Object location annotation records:
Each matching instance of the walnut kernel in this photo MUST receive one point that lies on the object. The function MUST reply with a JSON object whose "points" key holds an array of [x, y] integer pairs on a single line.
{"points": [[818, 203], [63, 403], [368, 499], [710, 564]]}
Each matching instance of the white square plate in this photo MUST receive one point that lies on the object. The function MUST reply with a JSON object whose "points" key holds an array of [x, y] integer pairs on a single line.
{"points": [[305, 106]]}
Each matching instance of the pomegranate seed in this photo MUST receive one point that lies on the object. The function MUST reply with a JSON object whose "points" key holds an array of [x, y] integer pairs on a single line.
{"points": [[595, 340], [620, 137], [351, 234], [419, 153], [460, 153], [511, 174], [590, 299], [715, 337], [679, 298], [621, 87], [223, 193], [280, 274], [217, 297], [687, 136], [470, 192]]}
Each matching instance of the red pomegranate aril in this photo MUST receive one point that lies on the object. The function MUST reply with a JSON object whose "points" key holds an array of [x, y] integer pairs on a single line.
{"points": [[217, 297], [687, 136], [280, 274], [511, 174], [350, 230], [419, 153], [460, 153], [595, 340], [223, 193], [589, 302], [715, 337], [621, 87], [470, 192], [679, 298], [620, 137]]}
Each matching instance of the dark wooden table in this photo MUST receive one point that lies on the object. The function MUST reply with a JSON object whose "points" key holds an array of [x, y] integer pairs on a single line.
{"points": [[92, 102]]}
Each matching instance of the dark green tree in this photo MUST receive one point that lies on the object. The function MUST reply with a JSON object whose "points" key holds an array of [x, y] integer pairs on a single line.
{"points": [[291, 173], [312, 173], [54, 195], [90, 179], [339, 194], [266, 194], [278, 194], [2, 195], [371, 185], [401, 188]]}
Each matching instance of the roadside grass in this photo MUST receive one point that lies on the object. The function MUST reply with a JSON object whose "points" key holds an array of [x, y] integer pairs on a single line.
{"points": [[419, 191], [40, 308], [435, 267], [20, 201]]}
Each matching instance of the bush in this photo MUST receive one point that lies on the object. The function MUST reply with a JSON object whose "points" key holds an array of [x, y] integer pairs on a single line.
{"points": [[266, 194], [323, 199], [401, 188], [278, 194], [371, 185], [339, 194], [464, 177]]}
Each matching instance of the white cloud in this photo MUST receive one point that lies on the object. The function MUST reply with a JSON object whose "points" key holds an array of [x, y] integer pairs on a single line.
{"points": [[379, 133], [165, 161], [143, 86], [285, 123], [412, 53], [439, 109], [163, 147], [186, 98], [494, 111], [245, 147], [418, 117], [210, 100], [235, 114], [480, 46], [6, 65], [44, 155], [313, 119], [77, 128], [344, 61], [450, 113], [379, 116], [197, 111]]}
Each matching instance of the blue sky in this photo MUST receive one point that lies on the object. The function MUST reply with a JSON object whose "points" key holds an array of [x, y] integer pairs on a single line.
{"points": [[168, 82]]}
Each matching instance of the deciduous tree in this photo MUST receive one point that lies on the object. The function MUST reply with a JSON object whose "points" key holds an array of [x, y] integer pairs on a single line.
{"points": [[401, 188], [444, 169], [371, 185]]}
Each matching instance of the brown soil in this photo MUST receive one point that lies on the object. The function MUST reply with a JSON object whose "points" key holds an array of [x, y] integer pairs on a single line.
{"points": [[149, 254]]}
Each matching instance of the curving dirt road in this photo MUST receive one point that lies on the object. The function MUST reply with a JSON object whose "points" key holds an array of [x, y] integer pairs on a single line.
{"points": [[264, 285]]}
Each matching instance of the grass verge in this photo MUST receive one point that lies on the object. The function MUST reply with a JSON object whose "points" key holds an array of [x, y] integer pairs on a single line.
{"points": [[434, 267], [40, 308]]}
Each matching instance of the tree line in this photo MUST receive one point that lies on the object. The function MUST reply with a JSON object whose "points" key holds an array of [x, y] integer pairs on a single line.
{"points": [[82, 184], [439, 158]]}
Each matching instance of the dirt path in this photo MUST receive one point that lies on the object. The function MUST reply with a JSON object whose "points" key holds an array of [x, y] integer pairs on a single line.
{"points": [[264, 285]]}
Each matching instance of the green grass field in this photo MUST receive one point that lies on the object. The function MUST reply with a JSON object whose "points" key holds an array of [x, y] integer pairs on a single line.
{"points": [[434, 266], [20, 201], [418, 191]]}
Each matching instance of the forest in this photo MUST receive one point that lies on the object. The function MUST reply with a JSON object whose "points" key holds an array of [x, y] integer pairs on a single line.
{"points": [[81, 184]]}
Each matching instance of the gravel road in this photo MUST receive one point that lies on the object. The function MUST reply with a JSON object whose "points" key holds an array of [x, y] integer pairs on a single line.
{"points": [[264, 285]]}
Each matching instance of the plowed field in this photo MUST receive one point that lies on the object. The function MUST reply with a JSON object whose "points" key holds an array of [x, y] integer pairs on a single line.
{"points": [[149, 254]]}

Task statement:
Reproduce every one of the records above verbatim, changing nothing.

Answer to the problem:
Each matching instance of the walnut kernel in this photo MUST receive one point that lies on the object. The function MUST reply with a JSON object whose "points" key holds an array of [x, y] integer pairs on a single line.
{"points": [[818, 203], [63, 403], [368, 499], [710, 564]]}
Each matching instance of the white square plate in this photo MUST receive one point that lies on the object. The function MUST reply with a JSON object whose "points" key holds an array of [x, y] integer pairs on a single line.
{"points": [[305, 106]]}
Each matching instance of the pomegranate seed in this photo MUST receive one point that lies on the object. The function MUST reply with a JSON object whose "points" key holds an array of [x, y] integer pairs on a single line.
{"points": [[595, 340], [620, 137], [351, 234], [419, 153], [460, 153], [511, 174], [590, 299], [715, 337], [679, 298], [621, 87], [223, 193], [280, 274], [217, 297], [687, 136], [470, 192]]}
Each matching instance of the red pomegranate aril in this photo MUST receive one point that lies on the object. The function MUST reply with a JSON object whose "points" key holds an array of [x, y] integer pairs on a single line.
{"points": [[217, 297], [687, 136], [280, 274], [511, 174], [350, 230], [419, 153], [460, 153], [595, 340], [223, 193], [589, 302], [715, 337], [621, 87], [470, 192], [679, 298], [620, 137]]}
Each matching instance of the dark wooden table in this photo MUST receive one point that lies on the object. The function MUST reply with a JSON object whose "points" key holds an array of [x, y] integer pairs on a single line.
{"points": [[92, 102]]}
Each matching instance of the dark green tree in this photo MUST receive one point that lies on the object. The function MUST reply with a JSON object whose "points" key holds an array of [x, y] integer pairs on a single line.
{"points": [[291, 173], [312, 173], [54, 195], [90, 179], [339, 194], [266, 194], [278, 194], [2, 195], [371, 185], [401, 188]]}
Each matching instance of the roadside grass in this photo MUST receive one point that lies on the object. The function MUST reply with a JSON object whose "points" key holds an array of [x, y] integer pairs on a single line.
{"points": [[419, 191], [40, 308], [435, 267], [20, 201]]}
Each matching instance of the bush in this photo MUST receive one point that lies on the object. The function MUST reply with a JSON object whose "points" key holds an array of [x, y] integer pairs on a single line.
{"points": [[266, 194], [323, 199], [401, 188], [278, 194], [371, 185], [339, 194], [464, 177]]}
Each matching instance of the white cloud in this photo MUST receive one point that lies on the object. The function MUST reply with a JSON object whose "points" key holds an array of [x, y] integer pairs on a single line.
{"points": [[379, 133], [165, 161], [143, 86], [285, 123], [412, 53], [439, 109], [163, 147], [186, 98], [494, 111], [245, 147], [418, 117], [210, 100], [235, 114], [480, 46], [6, 65], [44, 155], [313, 119], [77, 128], [344, 61], [450, 113], [379, 116], [197, 111]]}
Each matching instance of the blue sky in this photo MUST receive one point that lies on the object. The function MUST reply with a JSON object whose "points" key holds an array of [x, y] integer pairs on a single line.
{"points": [[168, 82]]}
Each matching instance of the deciduous tree in this photo MUST receive one point that lies on the object. The function MUST reply with a JSON object whose "points" key holds an array of [x, y] integer pairs on a single line.
{"points": [[401, 188], [444, 169], [371, 185]]}
Each matching instance of the brown soil in this photo MUST receive one point that lies on the object. The function MUST reply with a JSON object whose "points" key holds an array of [x, y] integer pairs on a single line.
{"points": [[149, 254]]}
Each matching instance of the curving dirt road in this photo MUST receive one point that lies on the object. The function MUST reply with a JSON object whose "points" key holds an array of [x, y] integer pairs on a single line.
{"points": [[264, 285]]}
Each matching instance of the grass verge in this photo MUST receive one point that lies on the object. The function MUST reply with a JSON object whose "points" key holds an array of [x, y] integer pairs on a single line.
{"points": [[434, 267], [40, 308]]}
Each matching instance of the tree line in this photo MUST receive one point that lies on the object. The function MUST reply with a JSON object whose "points" key holds an array of [x, y] integer pairs on a single line.
{"points": [[82, 184], [439, 158]]}
Each matching instance of the dirt path in this photo MUST receive one point that lies on the object. The function MUST reply with a JSON object whose "points" key holds an array of [x, y] integer pairs on a single line.
{"points": [[264, 285]]}
Each matching instance of the green grass field in this photo MUST receive one point that lies on the object. The function MUST reply with a JSON object whose "points" key holds an array of [x, y] integer pairs on a single line.
{"points": [[434, 266], [20, 201], [418, 191]]}
Each matching instance of the forest in this photo MUST receive one point that lies on the object. The function MUST reply with a JSON object whose "points" key holds an array of [x, y] integer pairs on a single line.
{"points": [[81, 184]]}
Each matching instance of the gravel road in this photo MUST receive one point that lies on the object. The function MUST reply with a JSON object whose "points" key holds an array of [x, y] integer pairs on a single line.
{"points": [[264, 285]]}
Each matching instance of the plowed field in this photo MUST receive one point that lies on the object. The function MUST reply with a JSON object whose "points" key holds an array of [x, y] integer pairs on a single line.
{"points": [[149, 254]]}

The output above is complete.